* [Your objective]: Look through the data below and work out how many lines hold "bird"; state only the number.

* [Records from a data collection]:
——————————
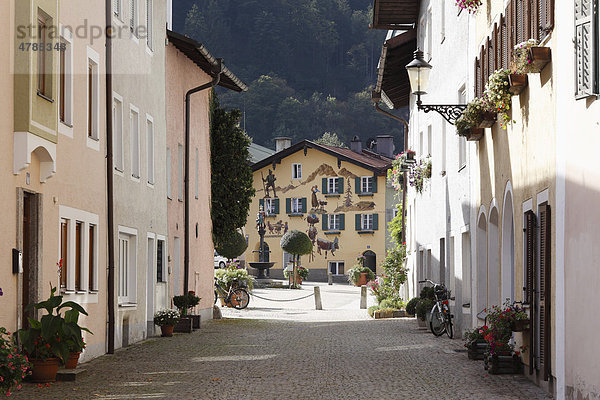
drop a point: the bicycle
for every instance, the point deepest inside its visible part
(441, 318)
(237, 296)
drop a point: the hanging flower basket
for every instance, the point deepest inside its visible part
(517, 82)
(540, 56)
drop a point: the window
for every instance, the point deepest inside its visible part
(135, 142)
(118, 134)
(296, 171)
(367, 222)
(333, 222)
(149, 23)
(127, 279)
(366, 184)
(93, 95)
(44, 58)
(150, 148)
(133, 17)
(180, 172)
(160, 261)
(169, 196)
(336, 267)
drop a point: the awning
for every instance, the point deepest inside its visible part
(392, 77)
(395, 14)
(203, 59)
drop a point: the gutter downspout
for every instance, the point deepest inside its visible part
(215, 81)
(109, 183)
(397, 118)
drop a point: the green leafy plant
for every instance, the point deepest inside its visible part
(185, 302)
(53, 335)
(166, 317)
(14, 367)
(411, 306)
(523, 63)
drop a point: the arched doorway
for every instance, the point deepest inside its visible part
(370, 260)
(481, 265)
(508, 249)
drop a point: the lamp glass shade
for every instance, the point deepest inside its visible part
(418, 74)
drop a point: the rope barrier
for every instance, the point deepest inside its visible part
(282, 300)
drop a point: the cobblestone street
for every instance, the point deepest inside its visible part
(237, 358)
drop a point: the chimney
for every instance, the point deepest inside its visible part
(385, 145)
(282, 143)
(356, 145)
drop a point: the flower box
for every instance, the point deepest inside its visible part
(520, 325)
(517, 82)
(476, 350)
(540, 56)
(489, 119)
(503, 364)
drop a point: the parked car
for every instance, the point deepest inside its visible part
(220, 261)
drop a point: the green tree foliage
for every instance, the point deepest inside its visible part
(309, 64)
(233, 246)
(231, 179)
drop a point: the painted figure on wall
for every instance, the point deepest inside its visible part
(269, 182)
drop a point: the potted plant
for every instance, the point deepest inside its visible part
(166, 319)
(14, 367)
(49, 341)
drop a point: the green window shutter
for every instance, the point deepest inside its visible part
(585, 49)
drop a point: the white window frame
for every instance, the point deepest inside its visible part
(150, 144)
(366, 222)
(66, 39)
(332, 182)
(269, 206)
(134, 135)
(127, 267)
(333, 222)
(118, 156)
(366, 184)
(72, 217)
(296, 205)
(296, 171)
(337, 267)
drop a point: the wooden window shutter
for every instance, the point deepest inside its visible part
(529, 255)
(545, 288)
(585, 49)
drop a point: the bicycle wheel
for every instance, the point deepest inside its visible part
(437, 324)
(239, 299)
(448, 321)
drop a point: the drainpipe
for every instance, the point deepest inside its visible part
(186, 258)
(397, 118)
(109, 183)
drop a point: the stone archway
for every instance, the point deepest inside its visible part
(370, 260)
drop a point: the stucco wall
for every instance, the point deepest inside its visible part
(183, 75)
(315, 166)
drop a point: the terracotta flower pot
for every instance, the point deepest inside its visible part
(72, 360)
(517, 83)
(167, 330)
(44, 371)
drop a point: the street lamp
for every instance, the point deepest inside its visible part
(418, 75)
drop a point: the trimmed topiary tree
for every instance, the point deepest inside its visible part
(297, 244)
(232, 246)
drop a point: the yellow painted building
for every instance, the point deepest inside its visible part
(337, 196)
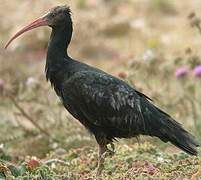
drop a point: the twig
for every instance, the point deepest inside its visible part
(58, 161)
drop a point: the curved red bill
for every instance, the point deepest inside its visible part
(42, 21)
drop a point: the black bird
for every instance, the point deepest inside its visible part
(107, 106)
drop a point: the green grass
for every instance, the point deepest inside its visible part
(134, 161)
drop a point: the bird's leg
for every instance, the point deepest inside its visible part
(101, 158)
(111, 152)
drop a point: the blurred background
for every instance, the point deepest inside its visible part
(152, 44)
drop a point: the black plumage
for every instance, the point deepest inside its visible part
(107, 106)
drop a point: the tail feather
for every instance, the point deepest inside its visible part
(161, 125)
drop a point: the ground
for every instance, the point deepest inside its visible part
(143, 42)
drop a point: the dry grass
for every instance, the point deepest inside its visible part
(145, 40)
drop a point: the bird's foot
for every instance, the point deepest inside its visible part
(110, 152)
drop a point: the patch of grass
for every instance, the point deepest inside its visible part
(133, 161)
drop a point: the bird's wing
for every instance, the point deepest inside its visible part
(104, 101)
(107, 102)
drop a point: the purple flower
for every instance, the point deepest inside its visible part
(1, 84)
(181, 72)
(197, 71)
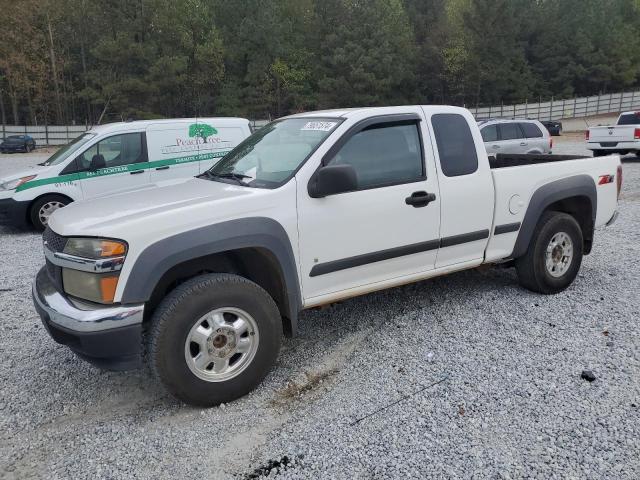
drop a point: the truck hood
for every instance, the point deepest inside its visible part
(155, 209)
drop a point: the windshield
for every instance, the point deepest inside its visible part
(269, 157)
(69, 148)
(629, 119)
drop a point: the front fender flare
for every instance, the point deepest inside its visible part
(251, 232)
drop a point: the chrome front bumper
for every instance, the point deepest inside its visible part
(109, 337)
(78, 317)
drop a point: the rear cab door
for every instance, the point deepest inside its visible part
(466, 186)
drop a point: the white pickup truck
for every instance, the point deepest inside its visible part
(622, 138)
(204, 276)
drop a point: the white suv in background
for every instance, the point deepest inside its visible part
(515, 136)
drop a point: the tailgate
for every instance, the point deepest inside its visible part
(622, 133)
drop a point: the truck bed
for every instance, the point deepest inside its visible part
(503, 160)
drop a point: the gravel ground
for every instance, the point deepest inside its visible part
(464, 376)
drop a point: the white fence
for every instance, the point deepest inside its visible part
(45, 135)
(551, 110)
(569, 108)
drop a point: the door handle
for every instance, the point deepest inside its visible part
(420, 199)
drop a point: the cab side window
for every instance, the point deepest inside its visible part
(456, 147)
(114, 151)
(384, 154)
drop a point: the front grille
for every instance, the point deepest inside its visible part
(55, 242)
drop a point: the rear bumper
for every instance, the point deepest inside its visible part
(108, 337)
(14, 212)
(12, 148)
(613, 145)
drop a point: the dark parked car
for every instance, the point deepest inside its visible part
(17, 143)
(555, 128)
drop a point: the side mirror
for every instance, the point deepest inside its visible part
(331, 180)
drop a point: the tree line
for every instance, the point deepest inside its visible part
(94, 61)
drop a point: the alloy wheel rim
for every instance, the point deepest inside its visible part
(559, 254)
(221, 344)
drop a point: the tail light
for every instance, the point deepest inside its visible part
(619, 178)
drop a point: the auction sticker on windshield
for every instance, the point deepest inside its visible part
(320, 126)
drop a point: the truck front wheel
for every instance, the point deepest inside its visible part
(553, 258)
(214, 338)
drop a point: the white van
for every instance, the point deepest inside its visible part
(117, 157)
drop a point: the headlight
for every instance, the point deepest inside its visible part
(95, 287)
(15, 183)
(92, 285)
(94, 248)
——————————
* [Task solution]: 4